▶ **EXCERPT TO READ**
▶

When I was young my dad didn't cook much but once a week he would make us breakfast for dinner. It was his way of trying to help and unlike other foods that he cooked, his breakfast dishes were wonderful.

dancehottie1621 at aol dot com

Karen said...

Growing up, my mom did ALL of the cooking....with one exception.....My dad made a kick *ss chili !!! I use his recipe to this day !!! And I remember when he taught me how to cook it and his secret ingredients !!!

ktgonyea at gmail.com

Valerie Taylor Mabrey said...

my dad loved fishing and I remember when he took us he spent most of his time unstringing lines and getting weeds off our hooks. He never said we could not go with him though.
vmkids3 at msn dot com

Cookin' Canuck said...

One of my favorite memories with my dad occurred when I was in grade 12. Two years before, he started taking clarinet lessons. He practiced and practiced, with the ultimate goal of playing a duet with me at my senior flute recital. He was so nervous, but got up there with me to "duet". The audience gave him a standing ovation!

Leslie S. said...

My dad was a great cook.He could throw anything together and it was good.I remember the last weekend he was alive.He took us camping and made a his own deep fryer to cook 20 lbs of chicken for us and friends.Thanks!
lstanziani(at)yahoo(dot)com

CAROL ANN said...

When I was a little girl, I loved Monday nights because that was when my dad and I would watch Little House on the Prairie together. (I'm really showing my age here!) It was such a wholesome show, and my dad wouldn't miss it for anything. To this day, when I visit dad who is now is a retirement home, we always flip through the channels to try find Little House reruns. It still makes us both happy and often teary eyed!

Cathy Angrisani said...

My Dad raised me as a single parent and he always cooked a great home cooked meal every night. One of my favorites was his Chicken Noodle Soup. After I got married, I asked him to come and show me exactly how he made it. I bought all of the ingredients he told me and slowly and patiently showed me every step, carefully explaining as he went along. When it was finally done, my new home smelled exactly like I remembered as a young girl. Now it was time to pour the perfectly cooked chicken and delicious broth through a strainer so that we could return the broth to the pot. He put the strainer in the sink and proceeded to pour all that glorious golden broth right down the drain. He turned to me and said, "Now, that is one thing you do NOT want to do". We were able to save a few cups of the broth, but had a really good laugh about it.

◀

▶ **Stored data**
▶

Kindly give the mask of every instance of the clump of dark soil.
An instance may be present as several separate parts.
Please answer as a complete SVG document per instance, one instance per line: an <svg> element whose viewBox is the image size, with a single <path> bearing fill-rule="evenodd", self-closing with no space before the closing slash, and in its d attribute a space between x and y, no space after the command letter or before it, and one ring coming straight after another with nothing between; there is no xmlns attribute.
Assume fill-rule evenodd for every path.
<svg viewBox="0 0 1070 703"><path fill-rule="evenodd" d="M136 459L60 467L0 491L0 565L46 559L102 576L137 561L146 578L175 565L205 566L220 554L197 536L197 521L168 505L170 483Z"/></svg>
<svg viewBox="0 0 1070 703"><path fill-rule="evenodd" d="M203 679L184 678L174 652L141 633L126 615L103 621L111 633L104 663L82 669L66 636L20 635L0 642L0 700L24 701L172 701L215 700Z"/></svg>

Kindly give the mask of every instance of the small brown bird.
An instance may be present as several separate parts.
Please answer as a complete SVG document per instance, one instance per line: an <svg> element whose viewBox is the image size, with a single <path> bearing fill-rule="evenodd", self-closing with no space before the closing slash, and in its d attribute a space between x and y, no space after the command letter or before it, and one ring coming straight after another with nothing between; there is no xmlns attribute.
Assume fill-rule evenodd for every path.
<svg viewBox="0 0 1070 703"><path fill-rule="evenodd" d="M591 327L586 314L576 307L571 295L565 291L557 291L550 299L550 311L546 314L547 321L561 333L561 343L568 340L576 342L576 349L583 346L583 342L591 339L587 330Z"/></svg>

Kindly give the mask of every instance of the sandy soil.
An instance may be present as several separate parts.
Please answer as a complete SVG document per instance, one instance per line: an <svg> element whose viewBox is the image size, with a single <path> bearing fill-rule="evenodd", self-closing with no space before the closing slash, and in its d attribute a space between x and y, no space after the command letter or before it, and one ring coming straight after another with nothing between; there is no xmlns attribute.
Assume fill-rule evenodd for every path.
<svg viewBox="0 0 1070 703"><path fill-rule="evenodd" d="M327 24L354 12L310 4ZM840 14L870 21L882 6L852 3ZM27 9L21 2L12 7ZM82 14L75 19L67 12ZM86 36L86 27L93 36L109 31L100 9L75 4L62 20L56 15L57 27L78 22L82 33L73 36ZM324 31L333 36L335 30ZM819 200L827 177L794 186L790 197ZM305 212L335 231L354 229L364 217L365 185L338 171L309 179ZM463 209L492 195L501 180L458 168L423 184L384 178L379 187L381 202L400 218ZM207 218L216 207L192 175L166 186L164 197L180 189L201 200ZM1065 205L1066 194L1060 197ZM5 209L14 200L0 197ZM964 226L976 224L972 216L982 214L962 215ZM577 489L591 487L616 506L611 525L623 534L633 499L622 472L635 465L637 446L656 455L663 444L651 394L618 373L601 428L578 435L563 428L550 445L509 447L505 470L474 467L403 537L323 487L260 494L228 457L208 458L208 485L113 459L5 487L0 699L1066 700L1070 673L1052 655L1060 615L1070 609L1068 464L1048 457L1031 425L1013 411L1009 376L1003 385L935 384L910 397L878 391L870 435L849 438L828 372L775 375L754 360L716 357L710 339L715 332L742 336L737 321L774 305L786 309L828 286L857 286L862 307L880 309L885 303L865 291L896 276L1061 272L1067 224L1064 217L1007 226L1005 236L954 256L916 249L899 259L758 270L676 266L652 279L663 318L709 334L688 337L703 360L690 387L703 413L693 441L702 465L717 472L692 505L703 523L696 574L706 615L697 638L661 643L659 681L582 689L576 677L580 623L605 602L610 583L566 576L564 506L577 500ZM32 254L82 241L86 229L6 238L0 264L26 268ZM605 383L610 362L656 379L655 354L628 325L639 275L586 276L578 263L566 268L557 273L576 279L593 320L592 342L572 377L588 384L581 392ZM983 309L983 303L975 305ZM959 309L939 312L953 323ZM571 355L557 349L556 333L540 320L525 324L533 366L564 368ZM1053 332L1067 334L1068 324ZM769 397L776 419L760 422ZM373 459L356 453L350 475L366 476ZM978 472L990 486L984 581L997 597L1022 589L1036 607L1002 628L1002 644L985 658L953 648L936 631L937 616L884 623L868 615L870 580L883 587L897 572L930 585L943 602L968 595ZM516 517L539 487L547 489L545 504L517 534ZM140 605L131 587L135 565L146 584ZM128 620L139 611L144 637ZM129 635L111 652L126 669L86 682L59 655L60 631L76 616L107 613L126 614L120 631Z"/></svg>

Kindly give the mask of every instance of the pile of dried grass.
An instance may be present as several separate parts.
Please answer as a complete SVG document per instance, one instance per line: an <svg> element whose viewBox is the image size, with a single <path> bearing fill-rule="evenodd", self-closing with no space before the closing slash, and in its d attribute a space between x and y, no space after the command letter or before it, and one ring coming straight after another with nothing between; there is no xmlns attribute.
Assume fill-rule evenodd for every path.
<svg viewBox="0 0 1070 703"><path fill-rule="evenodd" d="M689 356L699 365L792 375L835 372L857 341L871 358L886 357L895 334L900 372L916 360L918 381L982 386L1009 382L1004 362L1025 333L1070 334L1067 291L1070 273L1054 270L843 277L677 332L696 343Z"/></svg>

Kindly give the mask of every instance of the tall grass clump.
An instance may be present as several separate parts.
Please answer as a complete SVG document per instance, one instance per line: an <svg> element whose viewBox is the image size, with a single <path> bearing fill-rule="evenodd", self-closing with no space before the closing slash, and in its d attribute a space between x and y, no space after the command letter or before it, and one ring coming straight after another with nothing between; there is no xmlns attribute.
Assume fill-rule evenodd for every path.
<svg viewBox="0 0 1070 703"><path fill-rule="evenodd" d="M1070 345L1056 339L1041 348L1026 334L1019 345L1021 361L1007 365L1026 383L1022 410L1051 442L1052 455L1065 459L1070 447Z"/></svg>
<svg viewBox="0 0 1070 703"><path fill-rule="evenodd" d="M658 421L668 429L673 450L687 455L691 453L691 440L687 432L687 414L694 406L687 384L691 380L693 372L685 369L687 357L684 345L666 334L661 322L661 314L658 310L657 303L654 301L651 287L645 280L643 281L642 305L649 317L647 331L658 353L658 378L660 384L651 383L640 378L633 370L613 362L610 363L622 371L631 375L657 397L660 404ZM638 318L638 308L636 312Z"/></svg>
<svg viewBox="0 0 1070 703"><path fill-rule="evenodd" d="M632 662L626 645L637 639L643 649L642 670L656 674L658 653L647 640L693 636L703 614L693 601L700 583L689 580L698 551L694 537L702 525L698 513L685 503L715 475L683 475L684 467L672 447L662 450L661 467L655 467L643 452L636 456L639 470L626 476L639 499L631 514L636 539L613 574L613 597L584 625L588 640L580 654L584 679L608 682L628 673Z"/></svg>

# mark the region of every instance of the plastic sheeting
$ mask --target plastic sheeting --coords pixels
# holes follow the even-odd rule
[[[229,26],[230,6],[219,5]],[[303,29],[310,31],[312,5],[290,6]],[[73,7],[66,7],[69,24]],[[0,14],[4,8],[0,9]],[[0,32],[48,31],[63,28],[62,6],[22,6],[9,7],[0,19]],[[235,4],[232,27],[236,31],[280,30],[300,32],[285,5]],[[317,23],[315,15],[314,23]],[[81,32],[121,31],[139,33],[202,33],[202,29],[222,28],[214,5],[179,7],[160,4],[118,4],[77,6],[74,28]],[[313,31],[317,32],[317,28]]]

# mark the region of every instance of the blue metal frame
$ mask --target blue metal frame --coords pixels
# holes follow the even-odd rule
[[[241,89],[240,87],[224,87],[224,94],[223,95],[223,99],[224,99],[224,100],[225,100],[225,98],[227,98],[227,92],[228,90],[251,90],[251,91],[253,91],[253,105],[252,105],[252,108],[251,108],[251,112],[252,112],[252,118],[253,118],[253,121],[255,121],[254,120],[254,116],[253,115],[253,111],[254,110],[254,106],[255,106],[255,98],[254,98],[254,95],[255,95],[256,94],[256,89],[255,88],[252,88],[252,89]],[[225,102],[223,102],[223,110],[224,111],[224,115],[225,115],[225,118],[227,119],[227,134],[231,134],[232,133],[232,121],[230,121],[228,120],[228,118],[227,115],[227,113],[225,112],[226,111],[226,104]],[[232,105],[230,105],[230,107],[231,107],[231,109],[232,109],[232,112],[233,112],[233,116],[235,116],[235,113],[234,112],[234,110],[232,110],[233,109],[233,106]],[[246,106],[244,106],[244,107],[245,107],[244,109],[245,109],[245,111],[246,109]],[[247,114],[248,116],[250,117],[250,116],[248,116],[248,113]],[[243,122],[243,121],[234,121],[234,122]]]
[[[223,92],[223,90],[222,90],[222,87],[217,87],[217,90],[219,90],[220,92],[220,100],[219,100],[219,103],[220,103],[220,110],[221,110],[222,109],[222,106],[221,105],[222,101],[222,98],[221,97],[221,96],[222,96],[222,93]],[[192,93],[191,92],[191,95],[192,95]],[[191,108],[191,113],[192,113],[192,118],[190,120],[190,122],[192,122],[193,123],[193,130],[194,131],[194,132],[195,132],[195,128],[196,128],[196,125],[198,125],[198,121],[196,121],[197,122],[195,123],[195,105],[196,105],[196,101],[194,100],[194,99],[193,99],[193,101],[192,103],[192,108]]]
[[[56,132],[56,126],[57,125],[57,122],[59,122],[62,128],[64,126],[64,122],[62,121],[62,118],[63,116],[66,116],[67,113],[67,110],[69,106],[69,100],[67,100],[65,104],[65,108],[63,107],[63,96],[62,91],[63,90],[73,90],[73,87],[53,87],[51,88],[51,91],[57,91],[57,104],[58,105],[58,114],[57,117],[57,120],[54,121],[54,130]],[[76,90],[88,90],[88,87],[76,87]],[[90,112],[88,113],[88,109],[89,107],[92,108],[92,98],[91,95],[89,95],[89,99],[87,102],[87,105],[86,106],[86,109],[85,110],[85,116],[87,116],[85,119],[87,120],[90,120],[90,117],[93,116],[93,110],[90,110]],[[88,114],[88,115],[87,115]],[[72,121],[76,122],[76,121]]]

◀

▶ **REQUIRED ACTION 1**
In the comments about fathers, what instrument did the father who played a duet at a senior flute recital take lessons on?
▶ **REQUIRED ACTION 2**
From the comments about fathers, transcribe the passage from "vmkids3 at msn" up to and including "CAROL ANN said...".

▶ **ANSWER 1**
The clarinet.

▶ **ANSWER 2**
vmkids3 at msn dot com

Cookin' Canuck said...

One of my favorite memories with my dad occurred when I was in grade 12. Two years before, he started taking clarinet lessons. He practiced and practiced, with the ultimate goal of playing a duet with me at my senior flute recital. He was so nervous, but got up there with me to "duet". The audience gave him a standing ovation!

Leslie S. said...

My dad was a great cook.He could throw anything together and it was good.I remember the last weekend he was alive.He took us camping and made a his own deep fryer to cook 20 lbs of chicken for us and friends.Thanks!
lstanziani(at)yahoo(dot)com

CAROL ANN said...